Three points worth noting:

Rate over count: alerting on raw error counts creates noise during traffic spikes. A 1% error rate during 100k req/min is worse than 50 errors during 1k req/min.
P99 over average: averages hide the tail. A slow P99 means real users are affected, even if the median looks fine.
for duration: requiring the condition to hold for 2–5 minutes before paging eliminates flapping alerts for transient spikes.

The Debugging Workflow This Enables

When an alert fires, the investigation flow becomes deterministic:

Alert fires with context: which service, which operation, which error rate.
Open the trace for a representative failing request — the alert annotation links to a pre-filtered Jaeger/Grafana Tempo query.
Identify the span where the failure originated — is it this service, or a downstream call?
Filter logs by trace_id from that span to get the full narrative for that specific request.
Check business metrics (retry rate, queue depth) to understand blast radius and whether the issue is isolated or systemic.

Total time from alert to root cause identification: usually under 10 minutes. Before I had this setup in place, the same investigation would take 45 minutes to an hour, often involving multiple engineers piecing together context from different log streams.

What to Instrument First

If you're starting from scratch, prioritize in this order:

Structured logs with request/trace ID propagation — highest leverage, lowest overhead.
P99 latency and error rate per operation — the two metrics that matter most for reliability.
Distributed traces on your critical paths — the paths that, if broken, break the product.
Business-level metrics (queue depth, retry rate, processing lag) — the signals that appear before things break visibly.
Correlation between all three — logs linked to traces, traces linked to metrics, alerts linked to traces.

You don't need expensive tooling to get started. log/slog + OpenTelemetry + Prometheus covers most of this and runs on any infrastructure.

Supplied data:
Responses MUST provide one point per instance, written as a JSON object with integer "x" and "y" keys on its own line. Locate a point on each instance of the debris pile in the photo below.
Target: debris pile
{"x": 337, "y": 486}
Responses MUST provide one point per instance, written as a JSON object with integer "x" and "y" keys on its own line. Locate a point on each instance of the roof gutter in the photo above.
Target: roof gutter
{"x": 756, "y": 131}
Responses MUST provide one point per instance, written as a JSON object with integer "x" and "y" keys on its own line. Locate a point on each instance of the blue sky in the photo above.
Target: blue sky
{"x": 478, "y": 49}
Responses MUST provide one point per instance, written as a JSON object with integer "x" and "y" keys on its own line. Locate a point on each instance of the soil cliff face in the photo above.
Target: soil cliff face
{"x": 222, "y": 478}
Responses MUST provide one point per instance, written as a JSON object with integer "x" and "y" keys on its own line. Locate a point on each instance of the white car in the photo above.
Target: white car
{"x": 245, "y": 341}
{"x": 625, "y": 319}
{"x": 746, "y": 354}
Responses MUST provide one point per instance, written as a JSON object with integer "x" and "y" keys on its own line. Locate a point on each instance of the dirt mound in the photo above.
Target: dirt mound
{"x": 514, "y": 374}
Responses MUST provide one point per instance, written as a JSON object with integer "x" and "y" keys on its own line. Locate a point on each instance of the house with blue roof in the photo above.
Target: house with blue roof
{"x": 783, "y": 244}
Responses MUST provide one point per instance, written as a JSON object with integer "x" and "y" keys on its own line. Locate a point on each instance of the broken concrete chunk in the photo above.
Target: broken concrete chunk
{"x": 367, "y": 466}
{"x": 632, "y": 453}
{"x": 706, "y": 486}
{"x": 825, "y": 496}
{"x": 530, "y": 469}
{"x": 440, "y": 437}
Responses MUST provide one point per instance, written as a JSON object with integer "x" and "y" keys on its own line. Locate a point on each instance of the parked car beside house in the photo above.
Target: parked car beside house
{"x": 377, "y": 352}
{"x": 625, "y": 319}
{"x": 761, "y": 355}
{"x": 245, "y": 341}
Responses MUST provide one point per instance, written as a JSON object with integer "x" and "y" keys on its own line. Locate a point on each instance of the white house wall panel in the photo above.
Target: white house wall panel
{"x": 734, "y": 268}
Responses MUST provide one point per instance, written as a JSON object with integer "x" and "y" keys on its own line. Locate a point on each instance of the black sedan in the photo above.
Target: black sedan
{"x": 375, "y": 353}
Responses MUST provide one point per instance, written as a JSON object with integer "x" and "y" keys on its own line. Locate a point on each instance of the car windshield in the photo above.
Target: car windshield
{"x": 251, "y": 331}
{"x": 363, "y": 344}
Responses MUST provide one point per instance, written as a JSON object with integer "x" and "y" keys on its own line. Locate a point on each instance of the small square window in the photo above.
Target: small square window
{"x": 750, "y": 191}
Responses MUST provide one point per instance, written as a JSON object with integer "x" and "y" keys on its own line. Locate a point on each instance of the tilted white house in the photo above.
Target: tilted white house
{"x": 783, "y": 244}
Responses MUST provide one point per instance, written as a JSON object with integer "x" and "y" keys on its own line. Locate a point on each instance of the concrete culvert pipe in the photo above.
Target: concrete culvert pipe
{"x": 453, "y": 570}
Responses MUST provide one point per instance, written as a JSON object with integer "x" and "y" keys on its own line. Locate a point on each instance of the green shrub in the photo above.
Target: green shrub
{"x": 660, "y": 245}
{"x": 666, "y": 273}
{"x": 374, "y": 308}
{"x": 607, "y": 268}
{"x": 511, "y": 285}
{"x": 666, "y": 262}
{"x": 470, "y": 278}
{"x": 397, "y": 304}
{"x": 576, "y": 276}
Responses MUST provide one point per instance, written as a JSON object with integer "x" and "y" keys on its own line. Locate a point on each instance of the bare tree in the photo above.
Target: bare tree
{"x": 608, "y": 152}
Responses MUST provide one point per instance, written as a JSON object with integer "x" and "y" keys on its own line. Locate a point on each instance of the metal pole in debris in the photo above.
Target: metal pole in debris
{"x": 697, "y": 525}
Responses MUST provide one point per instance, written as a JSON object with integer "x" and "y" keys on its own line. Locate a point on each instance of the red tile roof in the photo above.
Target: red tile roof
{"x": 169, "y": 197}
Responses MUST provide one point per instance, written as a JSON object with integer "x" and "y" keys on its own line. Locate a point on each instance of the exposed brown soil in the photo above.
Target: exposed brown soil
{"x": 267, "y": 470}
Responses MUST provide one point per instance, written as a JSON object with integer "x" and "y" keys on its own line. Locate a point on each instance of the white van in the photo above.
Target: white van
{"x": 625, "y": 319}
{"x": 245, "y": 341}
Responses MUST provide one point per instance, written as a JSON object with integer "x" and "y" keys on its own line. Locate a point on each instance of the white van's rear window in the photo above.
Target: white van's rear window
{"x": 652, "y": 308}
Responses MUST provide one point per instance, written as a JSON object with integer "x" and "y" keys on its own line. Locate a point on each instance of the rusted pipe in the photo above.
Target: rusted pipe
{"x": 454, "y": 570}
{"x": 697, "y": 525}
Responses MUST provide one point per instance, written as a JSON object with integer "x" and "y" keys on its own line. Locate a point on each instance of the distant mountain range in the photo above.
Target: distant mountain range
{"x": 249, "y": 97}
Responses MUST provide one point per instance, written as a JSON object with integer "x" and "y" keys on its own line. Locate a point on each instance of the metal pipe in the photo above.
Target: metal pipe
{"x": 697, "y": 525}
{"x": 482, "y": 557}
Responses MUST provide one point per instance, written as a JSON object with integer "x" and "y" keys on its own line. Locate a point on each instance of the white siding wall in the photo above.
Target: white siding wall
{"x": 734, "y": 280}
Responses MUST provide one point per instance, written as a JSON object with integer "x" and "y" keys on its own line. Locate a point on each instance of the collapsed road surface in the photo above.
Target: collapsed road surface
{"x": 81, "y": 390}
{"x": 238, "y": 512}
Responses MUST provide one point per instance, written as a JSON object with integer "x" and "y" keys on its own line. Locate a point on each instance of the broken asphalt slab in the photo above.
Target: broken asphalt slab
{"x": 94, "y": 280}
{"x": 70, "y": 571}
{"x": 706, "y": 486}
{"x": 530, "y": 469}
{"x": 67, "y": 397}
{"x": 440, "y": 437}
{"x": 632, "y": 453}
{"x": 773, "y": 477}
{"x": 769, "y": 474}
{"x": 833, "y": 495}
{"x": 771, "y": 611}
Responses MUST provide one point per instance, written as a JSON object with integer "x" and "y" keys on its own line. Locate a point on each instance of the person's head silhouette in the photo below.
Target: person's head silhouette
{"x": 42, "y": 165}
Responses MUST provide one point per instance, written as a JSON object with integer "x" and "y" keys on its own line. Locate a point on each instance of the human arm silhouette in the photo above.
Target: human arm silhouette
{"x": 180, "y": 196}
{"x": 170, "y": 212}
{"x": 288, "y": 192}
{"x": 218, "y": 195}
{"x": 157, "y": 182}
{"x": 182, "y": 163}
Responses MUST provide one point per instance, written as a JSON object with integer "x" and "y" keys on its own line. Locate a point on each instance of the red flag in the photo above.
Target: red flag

Work to complete: According to the observability excerpt, how long does it usually take to get from an alert to identifying the root cause with this setup?

Result: Usually under 10 minutes.